Brief.
Among the records below, find the line that has "Exercise. Pick out the short"; from there, give the lines again exactly, and stop after the line that has "Exercise. Pick out the white banner".

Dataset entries
##############################

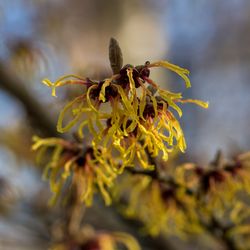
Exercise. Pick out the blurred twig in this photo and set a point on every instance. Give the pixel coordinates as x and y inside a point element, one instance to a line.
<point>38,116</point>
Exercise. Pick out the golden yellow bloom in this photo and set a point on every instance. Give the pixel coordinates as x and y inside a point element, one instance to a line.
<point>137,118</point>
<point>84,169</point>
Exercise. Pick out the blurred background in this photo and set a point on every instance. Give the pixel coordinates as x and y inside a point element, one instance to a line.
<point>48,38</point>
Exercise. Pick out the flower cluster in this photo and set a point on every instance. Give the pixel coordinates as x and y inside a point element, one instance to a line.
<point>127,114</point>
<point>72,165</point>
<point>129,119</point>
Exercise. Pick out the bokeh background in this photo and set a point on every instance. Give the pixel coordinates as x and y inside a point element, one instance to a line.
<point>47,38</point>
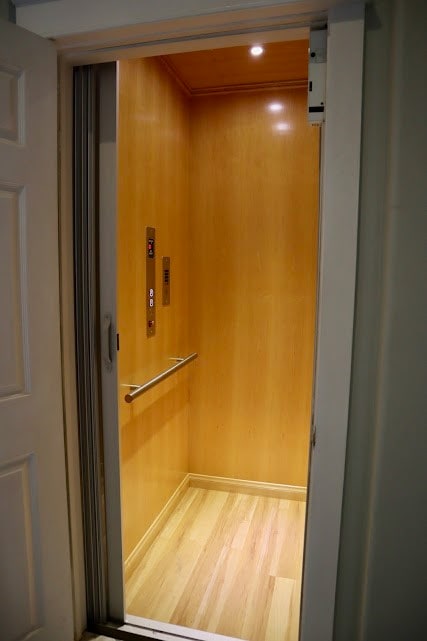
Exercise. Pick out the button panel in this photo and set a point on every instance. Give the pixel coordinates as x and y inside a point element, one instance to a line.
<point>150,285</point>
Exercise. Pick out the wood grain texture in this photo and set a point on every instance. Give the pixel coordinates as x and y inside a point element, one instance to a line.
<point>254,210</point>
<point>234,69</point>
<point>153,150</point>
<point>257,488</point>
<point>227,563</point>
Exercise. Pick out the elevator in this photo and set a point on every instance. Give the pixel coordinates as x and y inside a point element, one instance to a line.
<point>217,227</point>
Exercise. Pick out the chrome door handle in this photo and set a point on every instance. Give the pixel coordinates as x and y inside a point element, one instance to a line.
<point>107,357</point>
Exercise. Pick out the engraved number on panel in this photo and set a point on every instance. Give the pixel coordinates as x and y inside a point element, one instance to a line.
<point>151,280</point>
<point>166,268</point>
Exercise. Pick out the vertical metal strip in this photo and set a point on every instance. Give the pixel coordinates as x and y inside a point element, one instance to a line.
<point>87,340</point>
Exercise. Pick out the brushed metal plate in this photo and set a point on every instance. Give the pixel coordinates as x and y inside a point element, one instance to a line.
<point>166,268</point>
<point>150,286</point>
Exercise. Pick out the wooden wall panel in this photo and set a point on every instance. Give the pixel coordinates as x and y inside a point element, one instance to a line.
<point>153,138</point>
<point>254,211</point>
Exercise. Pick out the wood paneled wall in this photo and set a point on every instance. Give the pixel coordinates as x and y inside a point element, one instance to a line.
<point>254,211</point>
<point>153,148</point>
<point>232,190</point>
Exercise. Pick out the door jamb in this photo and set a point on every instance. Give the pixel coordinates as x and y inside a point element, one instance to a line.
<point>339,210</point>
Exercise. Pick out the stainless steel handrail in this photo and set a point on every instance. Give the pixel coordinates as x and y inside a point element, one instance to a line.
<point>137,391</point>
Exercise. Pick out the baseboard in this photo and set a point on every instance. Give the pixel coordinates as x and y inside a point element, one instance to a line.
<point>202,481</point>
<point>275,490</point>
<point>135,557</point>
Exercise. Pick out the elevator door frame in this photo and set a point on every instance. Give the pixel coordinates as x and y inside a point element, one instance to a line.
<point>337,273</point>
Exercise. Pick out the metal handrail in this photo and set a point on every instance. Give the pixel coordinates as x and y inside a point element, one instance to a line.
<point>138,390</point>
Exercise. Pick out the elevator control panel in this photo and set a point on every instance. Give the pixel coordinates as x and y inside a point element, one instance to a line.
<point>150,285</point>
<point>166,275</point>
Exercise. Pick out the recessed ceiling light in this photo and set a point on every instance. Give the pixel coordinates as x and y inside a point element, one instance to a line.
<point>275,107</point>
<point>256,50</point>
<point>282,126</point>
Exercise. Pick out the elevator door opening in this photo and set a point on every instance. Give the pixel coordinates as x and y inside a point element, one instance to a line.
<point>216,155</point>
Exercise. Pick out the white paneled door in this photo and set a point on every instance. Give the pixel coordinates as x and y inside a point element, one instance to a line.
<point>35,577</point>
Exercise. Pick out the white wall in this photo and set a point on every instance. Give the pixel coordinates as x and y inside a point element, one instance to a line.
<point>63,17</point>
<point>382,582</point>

##############################

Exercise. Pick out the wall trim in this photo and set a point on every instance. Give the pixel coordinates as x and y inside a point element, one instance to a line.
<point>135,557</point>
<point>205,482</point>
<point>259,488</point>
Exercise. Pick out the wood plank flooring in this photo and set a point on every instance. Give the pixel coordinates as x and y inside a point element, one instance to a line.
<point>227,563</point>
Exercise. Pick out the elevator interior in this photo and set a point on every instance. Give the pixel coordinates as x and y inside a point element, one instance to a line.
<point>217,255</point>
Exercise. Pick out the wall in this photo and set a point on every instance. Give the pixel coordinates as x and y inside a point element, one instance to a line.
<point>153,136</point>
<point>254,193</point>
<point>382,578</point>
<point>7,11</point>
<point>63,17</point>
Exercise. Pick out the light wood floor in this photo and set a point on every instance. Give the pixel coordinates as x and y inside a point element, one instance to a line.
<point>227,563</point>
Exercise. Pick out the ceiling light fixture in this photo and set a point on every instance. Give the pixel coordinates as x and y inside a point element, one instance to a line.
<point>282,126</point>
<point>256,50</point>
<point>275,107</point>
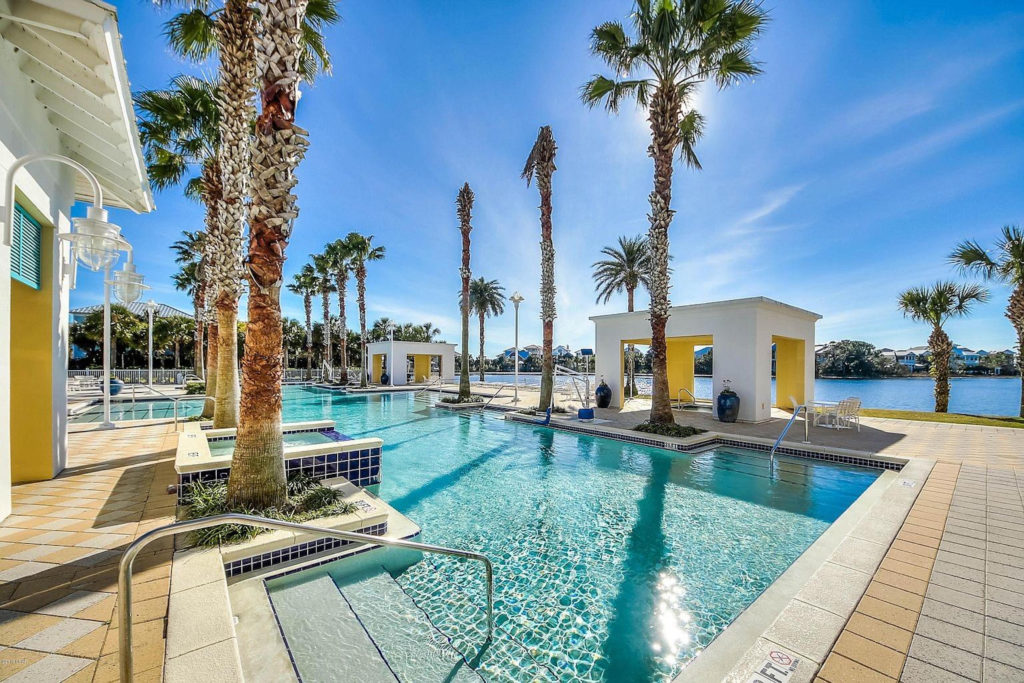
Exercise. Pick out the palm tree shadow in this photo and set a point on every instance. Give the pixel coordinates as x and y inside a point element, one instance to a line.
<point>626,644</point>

##############################

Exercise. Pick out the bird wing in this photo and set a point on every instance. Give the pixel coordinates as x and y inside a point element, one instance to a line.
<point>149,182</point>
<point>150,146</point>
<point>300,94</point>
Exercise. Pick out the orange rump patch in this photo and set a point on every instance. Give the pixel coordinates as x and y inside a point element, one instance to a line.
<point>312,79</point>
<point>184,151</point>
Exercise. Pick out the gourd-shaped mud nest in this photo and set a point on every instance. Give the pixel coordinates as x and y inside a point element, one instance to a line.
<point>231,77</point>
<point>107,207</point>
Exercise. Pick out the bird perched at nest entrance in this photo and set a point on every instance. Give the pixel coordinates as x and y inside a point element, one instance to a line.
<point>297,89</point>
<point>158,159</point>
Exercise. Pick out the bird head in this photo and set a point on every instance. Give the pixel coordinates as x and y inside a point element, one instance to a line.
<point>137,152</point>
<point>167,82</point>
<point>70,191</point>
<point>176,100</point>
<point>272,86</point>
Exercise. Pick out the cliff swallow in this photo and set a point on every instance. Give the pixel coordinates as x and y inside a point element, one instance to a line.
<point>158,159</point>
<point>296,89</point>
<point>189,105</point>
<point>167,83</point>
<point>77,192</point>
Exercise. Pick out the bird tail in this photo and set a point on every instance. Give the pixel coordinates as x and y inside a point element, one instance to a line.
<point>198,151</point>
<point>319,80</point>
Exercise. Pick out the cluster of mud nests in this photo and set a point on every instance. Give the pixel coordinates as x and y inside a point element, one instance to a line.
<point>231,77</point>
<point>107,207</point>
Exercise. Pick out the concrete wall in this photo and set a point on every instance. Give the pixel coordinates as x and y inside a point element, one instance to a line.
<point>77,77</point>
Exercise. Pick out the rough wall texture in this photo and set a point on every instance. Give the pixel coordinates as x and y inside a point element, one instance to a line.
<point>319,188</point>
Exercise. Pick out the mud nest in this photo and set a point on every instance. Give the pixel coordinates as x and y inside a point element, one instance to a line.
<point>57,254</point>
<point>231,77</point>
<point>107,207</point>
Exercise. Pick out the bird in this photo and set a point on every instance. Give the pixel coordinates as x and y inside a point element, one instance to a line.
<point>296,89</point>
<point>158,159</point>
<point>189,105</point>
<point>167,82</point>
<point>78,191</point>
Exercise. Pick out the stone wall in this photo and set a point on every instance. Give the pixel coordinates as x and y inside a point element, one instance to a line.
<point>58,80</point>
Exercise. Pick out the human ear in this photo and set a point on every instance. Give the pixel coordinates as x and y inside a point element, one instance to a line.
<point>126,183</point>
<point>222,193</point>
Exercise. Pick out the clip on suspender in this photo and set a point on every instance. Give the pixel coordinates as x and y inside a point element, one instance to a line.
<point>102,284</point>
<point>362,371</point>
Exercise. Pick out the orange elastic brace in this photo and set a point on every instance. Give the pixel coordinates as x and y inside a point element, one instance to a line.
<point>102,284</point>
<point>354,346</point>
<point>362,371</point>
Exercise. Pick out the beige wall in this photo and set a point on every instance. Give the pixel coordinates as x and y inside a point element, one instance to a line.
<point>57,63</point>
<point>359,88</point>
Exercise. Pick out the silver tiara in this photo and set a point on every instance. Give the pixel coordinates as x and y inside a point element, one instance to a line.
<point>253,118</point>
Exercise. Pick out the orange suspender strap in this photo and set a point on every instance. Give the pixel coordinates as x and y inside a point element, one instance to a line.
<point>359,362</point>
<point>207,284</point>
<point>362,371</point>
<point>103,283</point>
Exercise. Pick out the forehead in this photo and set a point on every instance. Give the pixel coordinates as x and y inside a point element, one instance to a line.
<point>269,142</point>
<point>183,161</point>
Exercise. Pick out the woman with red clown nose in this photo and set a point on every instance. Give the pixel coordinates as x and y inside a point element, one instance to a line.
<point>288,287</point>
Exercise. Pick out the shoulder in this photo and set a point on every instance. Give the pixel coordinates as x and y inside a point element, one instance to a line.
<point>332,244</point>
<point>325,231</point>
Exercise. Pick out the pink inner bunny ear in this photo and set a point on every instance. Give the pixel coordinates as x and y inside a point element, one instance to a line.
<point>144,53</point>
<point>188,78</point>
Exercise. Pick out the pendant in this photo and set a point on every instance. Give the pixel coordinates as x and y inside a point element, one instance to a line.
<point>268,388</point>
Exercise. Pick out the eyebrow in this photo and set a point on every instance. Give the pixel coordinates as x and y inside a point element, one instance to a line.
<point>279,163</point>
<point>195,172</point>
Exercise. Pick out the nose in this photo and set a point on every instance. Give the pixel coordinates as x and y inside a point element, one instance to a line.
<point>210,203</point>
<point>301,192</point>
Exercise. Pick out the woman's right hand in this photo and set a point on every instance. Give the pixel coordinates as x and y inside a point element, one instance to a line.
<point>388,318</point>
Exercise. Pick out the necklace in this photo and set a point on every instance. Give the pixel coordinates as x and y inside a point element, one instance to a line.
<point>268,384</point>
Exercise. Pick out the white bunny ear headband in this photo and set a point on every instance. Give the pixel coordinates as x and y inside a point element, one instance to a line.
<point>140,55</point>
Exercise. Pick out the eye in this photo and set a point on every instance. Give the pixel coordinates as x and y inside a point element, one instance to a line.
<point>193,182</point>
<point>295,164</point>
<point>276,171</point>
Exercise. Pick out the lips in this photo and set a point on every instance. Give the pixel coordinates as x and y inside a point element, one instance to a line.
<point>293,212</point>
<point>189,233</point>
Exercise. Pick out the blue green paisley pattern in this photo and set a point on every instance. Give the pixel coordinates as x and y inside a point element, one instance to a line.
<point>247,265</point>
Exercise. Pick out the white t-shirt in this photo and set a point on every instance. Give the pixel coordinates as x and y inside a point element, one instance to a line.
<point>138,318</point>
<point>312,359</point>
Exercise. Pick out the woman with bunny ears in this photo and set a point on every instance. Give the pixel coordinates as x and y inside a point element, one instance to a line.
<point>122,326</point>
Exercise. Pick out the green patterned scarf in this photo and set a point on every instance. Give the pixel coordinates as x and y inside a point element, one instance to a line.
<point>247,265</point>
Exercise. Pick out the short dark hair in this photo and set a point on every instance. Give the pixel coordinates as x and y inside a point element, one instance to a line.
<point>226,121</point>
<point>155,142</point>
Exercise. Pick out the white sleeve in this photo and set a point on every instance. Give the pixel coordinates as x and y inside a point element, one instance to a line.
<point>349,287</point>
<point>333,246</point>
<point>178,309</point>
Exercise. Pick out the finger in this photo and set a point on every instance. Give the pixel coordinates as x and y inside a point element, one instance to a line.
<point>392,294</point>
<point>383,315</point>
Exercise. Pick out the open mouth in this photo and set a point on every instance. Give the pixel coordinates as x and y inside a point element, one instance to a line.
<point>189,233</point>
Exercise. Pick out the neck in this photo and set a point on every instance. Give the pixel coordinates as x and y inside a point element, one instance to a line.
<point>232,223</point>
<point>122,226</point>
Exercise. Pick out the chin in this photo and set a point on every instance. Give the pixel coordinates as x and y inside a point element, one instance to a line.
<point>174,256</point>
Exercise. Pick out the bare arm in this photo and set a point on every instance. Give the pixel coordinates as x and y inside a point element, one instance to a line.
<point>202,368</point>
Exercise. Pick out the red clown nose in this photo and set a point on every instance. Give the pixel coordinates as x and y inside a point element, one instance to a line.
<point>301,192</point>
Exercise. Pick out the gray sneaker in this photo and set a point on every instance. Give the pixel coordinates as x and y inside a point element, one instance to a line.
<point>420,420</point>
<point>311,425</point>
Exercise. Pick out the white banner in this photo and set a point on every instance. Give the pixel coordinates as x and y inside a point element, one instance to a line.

##############################

Problem solution.
Exercise. Pick out the short dark hair in this photo and set a point on every instance. Give the pixel coordinates as x and y inside a point element, one instance to a line.
<point>226,121</point>
<point>155,142</point>
Exercise. Pick out the white sleeve in this photo and set a point on every instance. Give the pixel coordinates as x and y inside a point element, one instance to a line.
<point>349,287</point>
<point>333,246</point>
<point>178,309</point>
Exercise. Pick out the finger in this photo and set a point on every instance. Give the pixel coordinates as x and y inside a point element, one instance to a line.
<point>392,294</point>
<point>383,315</point>
Exercise. Pick out the open mouth in this photo and set a point on every instance. Give the pixel coordinates as x and y inside a point element, one instance to a line.
<point>189,233</point>
Exercise. Pick out the neck in this photo and set a point on every instance. Give the pixel coordinates as x and y inside a point element, one instance to a line.
<point>232,223</point>
<point>122,226</point>
Exercise. Pick out the chin in this photo and set a point on every instance. Give the pixel coordinates as x and y inside a point element, one instance to a line.
<point>174,256</point>
Exercise. Pick out the bare arm in this photo and set a point on every instance. Give the pixel coordinates as x and y inside a point element, one instance to a line.
<point>202,368</point>
Exercise. Pick out the red clown nose in this photo and set a point on every instance. Give the pixel coordinates as x and y inside a point element, one instance to a line.
<point>301,192</point>
Exercise. Pick out the gray sneaker in this photo and set a point on every instance. Give the pixel coordinates as x and y inside a point element, one instance to a line.
<point>420,420</point>
<point>311,425</point>
Exercise. Pick out the white banner in this photo and set a point on every instance. Give the pixel coordinates as x and y inside a point element, one instance to a line.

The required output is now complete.